WRITTEN REQUEST ▸ Copy the data that follows exactly. Include no pictures.
[start]
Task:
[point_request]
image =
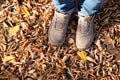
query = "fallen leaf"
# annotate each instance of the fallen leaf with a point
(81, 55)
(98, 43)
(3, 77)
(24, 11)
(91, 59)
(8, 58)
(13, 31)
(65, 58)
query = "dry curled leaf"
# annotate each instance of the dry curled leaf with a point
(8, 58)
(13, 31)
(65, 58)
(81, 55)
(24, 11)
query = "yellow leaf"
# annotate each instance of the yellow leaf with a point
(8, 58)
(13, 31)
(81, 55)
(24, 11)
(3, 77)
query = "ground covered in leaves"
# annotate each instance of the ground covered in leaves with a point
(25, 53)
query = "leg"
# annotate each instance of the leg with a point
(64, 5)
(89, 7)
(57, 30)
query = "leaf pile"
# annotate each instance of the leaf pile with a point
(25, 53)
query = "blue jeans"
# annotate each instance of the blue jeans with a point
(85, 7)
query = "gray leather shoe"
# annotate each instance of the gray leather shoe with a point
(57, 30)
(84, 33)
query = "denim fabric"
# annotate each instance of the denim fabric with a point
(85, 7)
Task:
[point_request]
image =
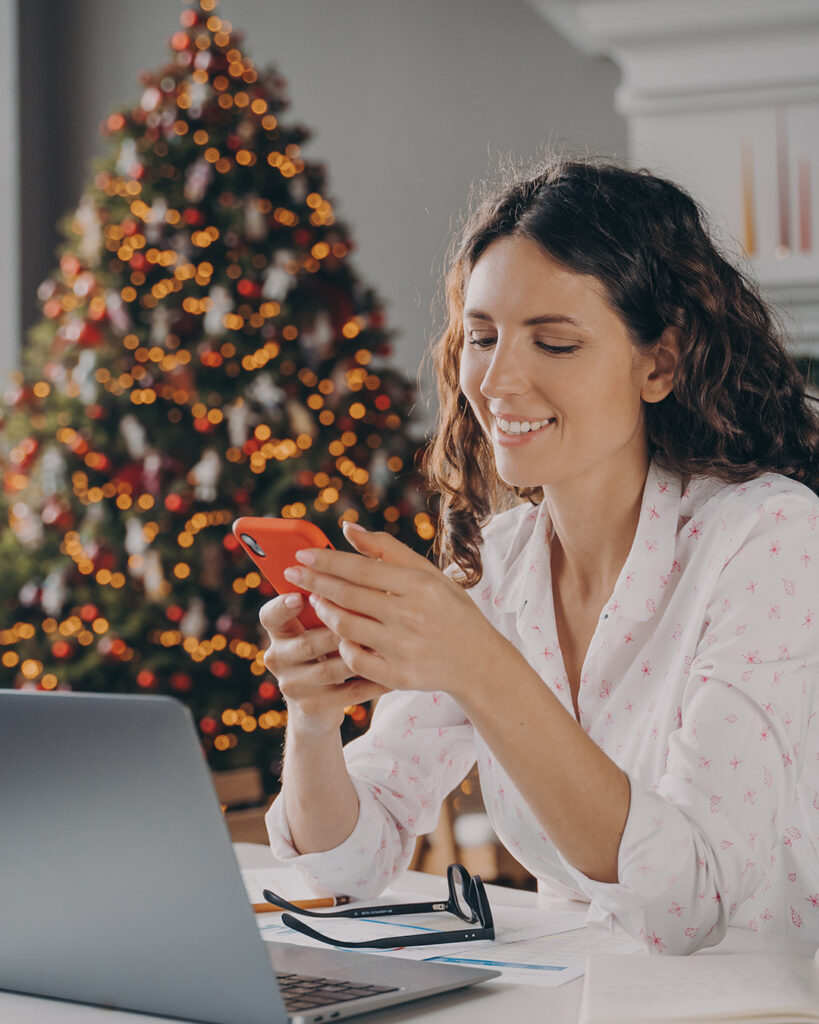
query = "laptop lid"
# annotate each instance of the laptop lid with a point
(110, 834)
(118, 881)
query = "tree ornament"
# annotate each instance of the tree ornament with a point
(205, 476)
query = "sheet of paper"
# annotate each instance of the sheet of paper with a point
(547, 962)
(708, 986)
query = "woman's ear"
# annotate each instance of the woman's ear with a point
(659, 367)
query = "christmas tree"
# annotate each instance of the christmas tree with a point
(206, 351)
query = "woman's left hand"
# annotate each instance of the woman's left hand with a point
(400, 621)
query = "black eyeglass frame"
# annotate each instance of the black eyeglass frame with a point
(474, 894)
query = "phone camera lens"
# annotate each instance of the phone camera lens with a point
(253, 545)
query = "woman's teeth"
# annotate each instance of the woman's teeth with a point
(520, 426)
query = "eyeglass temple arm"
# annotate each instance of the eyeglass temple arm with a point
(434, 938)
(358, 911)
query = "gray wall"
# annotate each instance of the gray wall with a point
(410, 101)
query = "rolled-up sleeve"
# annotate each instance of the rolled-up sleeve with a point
[end]
FINISHED ANSWER ▸
Task:
[point_request]
image =
query = "fallen leaf"
# annotate each instance of the fallen leaf with a point
(81, 55)
(98, 43)
(3, 77)
(24, 11)
(91, 59)
(8, 58)
(13, 31)
(65, 58)
query = "dry curled leaf"
# annotate each instance of the dry curled leaf with a point
(8, 58)
(13, 31)
(65, 58)
(81, 55)
(24, 11)
query = "yellow leaf"
# annotate each instance of the yellow leaf with a point
(8, 58)
(13, 31)
(81, 55)
(24, 11)
(3, 77)
query = "ground covered in leaves"
# annotate each instance of the ground covered in leaves with a point
(25, 53)
query = "leg"
# annotate each instance of the leg with a point
(64, 5)
(89, 7)
(57, 30)
query = "leaf pile"
# annotate each instance of the leaf pile with a point
(25, 53)
query = "blue jeans"
# annotate each instance of the blue jeans with a point
(85, 7)
query = "gray leather shoe"
# annotate each instance of the gray leather shoe with a point
(57, 30)
(84, 33)
query = "denim fabric"
# annotate each instance of the denim fabric with a point
(85, 7)
Task:
[point_request]
image =
query = "laptop lid"
# annotate each instance of the laptop lid with a point
(110, 834)
(118, 881)
query = "tree ornament"
# annotate each instance of the tree ornament with a point
(205, 476)
query = "sheet of paper"
# annotate each instance of the sheet of paper with a point
(547, 962)
(708, 986)
query = "woman's ear"
# annotate each instance of the woman's ear with a point
(659, 367)
query = "christmas tree"
# annotate each instance of the christmas tree with a point
(206, 351)
query = "woman's left hand"
# annotate each instance of the woman's left hand with a point
(400, 621)
query = "black eyeglass frame"
# annotate each instance of the black eyeglass frame with a point
(474, 894)
query = "phone camera lens"
# annotate each instance of the phone camera lens with a point
(253, 545)
query = "woman's teeth"
# annotate each instance of the woman's teeth with a point
(520, 426)
query = "eyeglass temple arm"
# annotate each instance of the eyeglass temple arm with a point
(434, 938)
(358, 911)
query = "gray wall"
# annotate each instance of the gray wall with a point
(410, 101)
query = "rolled-up sleeve"
# annotate each instance of the rolled-up sleeve with a point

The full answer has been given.